PASSAGE PROVIDED:
COLUMBIA, SC — Former President Donald Trump struck out on the campaign trail for the first time this year, effectively kicking off the 2024 GOP nomination race, and providing voters with their first glimpse of the message he plans to lean on to convince Republicans he is still their strongest standard-bearer.
Mr. Trump traveled first to New Hampshire and then was slated to come here to South Carolina, marking his return to early primary states that played an oversized role in powering his stunning rise in the 2016 race for The White House.
“We are starting right here as a candidate for president,” Mr. Trump said in New Hampshire.
“To save America we need a leader who is prepared to take on the forces laying waste to our country and we need a president who is ready to hit the ground running on Day One and boy am I hitting the ground,” he said.
Dismissing the idea that he has been disengaged, Mr. Trump mocked the idea the nomination race is going to be competitive, telling the crowd, “I am more angry now and more committed now than I ever was.”
Mr. Trump on Saturday traded his signature rallies in favor of more traditional campaign events.
In New Hampshire, he delivered the keynote address at the state GOP annual meeting in a high school auditorium. In South Carolina, he planned to unveil his state leadership team here at the State House.

WORK INSTRUCTIONS:
1. Output the passage from the campaign article starting at "COLUMBIA, SC —" and ending at "in New Hampshire.".
2. According to the campaign article, why do New Hampshire and South Carolina carry significance as stops on this trip? Answer in one to three sentences.
3. Resume the campaign article from its last sentence and continue writing it.
The entries that follow come from a separate source and are unrelated to the campaign article.

A block of data
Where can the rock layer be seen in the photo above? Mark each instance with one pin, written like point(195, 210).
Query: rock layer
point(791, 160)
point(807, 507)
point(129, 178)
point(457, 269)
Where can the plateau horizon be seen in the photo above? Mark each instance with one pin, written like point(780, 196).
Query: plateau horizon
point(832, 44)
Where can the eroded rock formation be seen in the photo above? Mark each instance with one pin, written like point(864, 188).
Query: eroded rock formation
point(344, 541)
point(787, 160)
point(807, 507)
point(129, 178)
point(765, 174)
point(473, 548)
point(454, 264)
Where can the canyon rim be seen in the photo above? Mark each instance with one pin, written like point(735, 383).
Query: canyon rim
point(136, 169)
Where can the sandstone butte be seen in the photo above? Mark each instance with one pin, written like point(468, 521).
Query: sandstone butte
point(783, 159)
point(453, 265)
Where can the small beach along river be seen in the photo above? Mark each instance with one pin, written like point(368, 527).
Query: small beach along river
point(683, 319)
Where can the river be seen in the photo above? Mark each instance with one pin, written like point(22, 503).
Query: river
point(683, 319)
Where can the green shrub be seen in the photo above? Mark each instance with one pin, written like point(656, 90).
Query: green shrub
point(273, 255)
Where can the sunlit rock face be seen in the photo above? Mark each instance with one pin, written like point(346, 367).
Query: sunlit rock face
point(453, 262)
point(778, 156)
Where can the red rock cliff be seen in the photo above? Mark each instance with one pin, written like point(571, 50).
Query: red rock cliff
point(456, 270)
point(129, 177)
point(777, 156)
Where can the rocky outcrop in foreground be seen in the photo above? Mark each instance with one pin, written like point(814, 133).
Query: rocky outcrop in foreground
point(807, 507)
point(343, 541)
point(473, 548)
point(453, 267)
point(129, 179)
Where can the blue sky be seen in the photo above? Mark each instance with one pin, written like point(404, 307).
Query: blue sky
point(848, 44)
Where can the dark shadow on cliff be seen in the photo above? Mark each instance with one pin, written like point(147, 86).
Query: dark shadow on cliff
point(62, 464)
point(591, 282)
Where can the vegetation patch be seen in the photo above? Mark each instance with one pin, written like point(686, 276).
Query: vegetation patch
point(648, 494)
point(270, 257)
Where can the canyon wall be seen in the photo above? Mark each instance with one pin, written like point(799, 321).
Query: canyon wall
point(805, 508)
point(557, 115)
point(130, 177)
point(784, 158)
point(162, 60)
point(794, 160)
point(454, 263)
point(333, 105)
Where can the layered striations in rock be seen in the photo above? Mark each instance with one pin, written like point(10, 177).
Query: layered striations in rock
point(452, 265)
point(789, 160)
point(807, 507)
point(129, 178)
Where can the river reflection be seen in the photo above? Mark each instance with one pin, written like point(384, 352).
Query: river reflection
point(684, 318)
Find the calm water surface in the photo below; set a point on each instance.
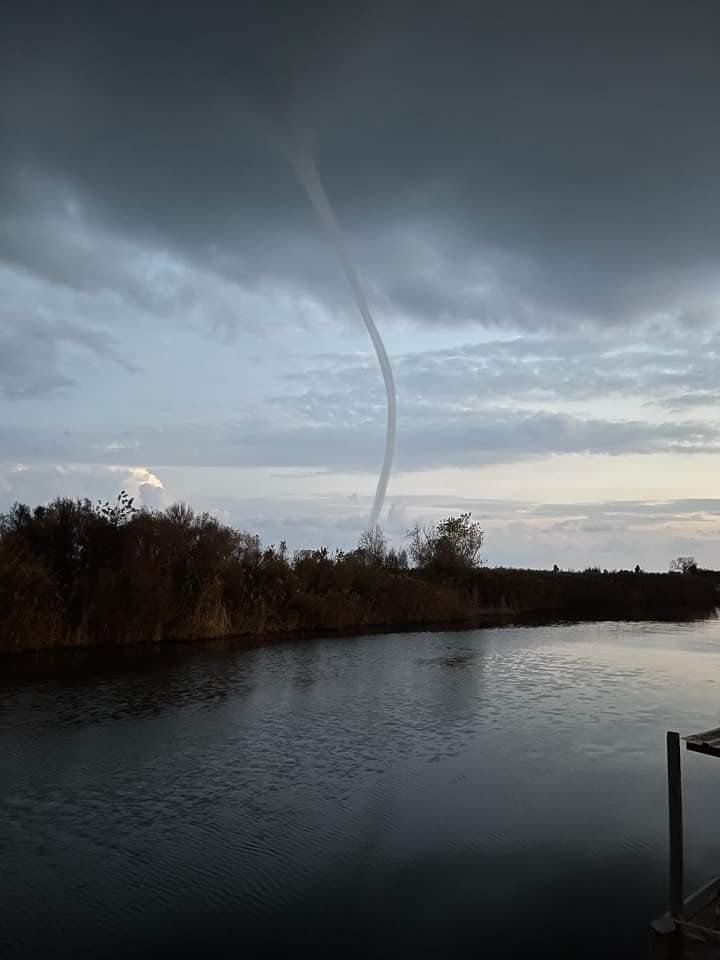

RESULTS IN ORDER:
1.
COLUMBIA, SC — Former President Donald Trump struck out on the campaign trail for the first time this year, effectively kicking off the 2024 GOP nomination race, and providing voters with their first glimpse of the message he plans to lean on to convince Republicans he is still their strongest standard-bearer.
Mr. Trump traveled first to New Hampshire and then was slated to come here to South Carolina, marking his return to early primary states that played an oversized role in powering his stunning rise in the 2016 race for The White House.
“We are starting right here as a candidate for president,” Mr. Trump said in New Hampshire.

2. They are early primary states, and they played an oversized role in powering his stunning rise in the 2016 race for the White House. The trip therefore marked his return to the states that had helped carry him before.

3.
“We are going to defeat Joe Biden… and the radical Democrats,” he said. “These are radical left people, and I think in most cases they are Marxists and communists.”
Mr. Trump said, “We are going to turn New Hampshire red on Nov. 5th, 2024.”
Mr. Trump’s wins in the New Hampshire and South Carolina primaries in 2016 helped give his unconventional bid an air of legitimacy following his second-place finish in the Iowa caucuses behind Sen. Ted Cruz of Texas.
Mr. Trump faces a different set of challenges as he gears up for nomination contests that kick off in about a year.
He must convince voters his brand of politics resonates with a general election audience after his loss in 2020 and after watching some of his preferred picks fall in pivotal midterm races.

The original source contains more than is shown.